■ WHAT THE TASK REQUIRES: Can you rewrite the records from the line with "Mark the innermost point of each instance of the submerged" through the end of the records, putting "pond water" in place of "lake water" and keeping everything else the same? Leave the pictures out of your answer.

*-*-*

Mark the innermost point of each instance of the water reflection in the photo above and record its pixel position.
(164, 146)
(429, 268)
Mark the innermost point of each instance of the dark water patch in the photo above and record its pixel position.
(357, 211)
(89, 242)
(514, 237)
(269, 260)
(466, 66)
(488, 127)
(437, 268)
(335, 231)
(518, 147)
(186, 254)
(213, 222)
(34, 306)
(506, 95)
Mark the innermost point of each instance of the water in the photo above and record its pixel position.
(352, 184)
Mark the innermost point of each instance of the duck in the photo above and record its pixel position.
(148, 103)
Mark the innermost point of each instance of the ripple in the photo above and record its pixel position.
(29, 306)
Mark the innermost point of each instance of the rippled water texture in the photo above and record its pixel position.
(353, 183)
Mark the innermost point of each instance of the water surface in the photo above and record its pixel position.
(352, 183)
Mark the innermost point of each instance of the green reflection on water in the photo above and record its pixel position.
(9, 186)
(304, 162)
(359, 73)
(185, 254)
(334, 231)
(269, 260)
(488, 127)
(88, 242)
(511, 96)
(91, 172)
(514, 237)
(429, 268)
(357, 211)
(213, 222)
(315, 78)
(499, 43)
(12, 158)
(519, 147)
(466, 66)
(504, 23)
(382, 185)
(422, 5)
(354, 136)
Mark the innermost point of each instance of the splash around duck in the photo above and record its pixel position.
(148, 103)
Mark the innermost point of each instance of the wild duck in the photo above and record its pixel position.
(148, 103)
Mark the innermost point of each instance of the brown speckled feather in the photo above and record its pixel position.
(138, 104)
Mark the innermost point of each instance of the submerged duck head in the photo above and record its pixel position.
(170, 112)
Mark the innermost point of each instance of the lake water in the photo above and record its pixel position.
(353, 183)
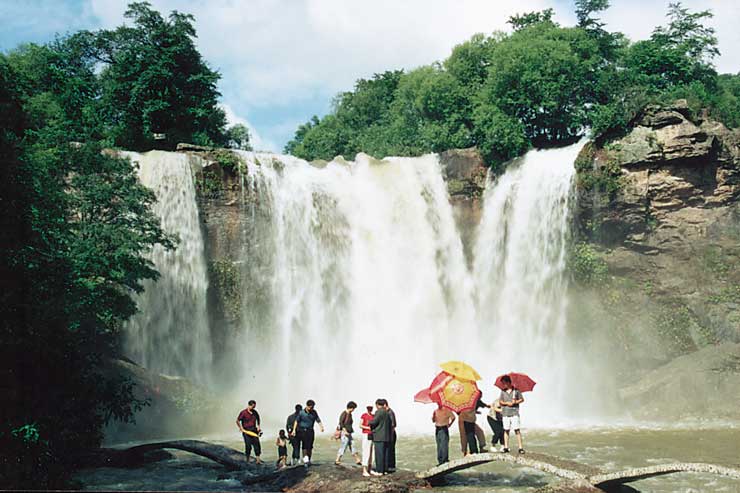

*-*-*

■ RESULT OF THE EXERCISE:
Mark the innermost point of each instance of the submerged duck head in the photo above and record its pixel position.
(170, 112)
Mark the innermost point of each instance of the pond water in the photo above and record its pixel position.
(353, 183)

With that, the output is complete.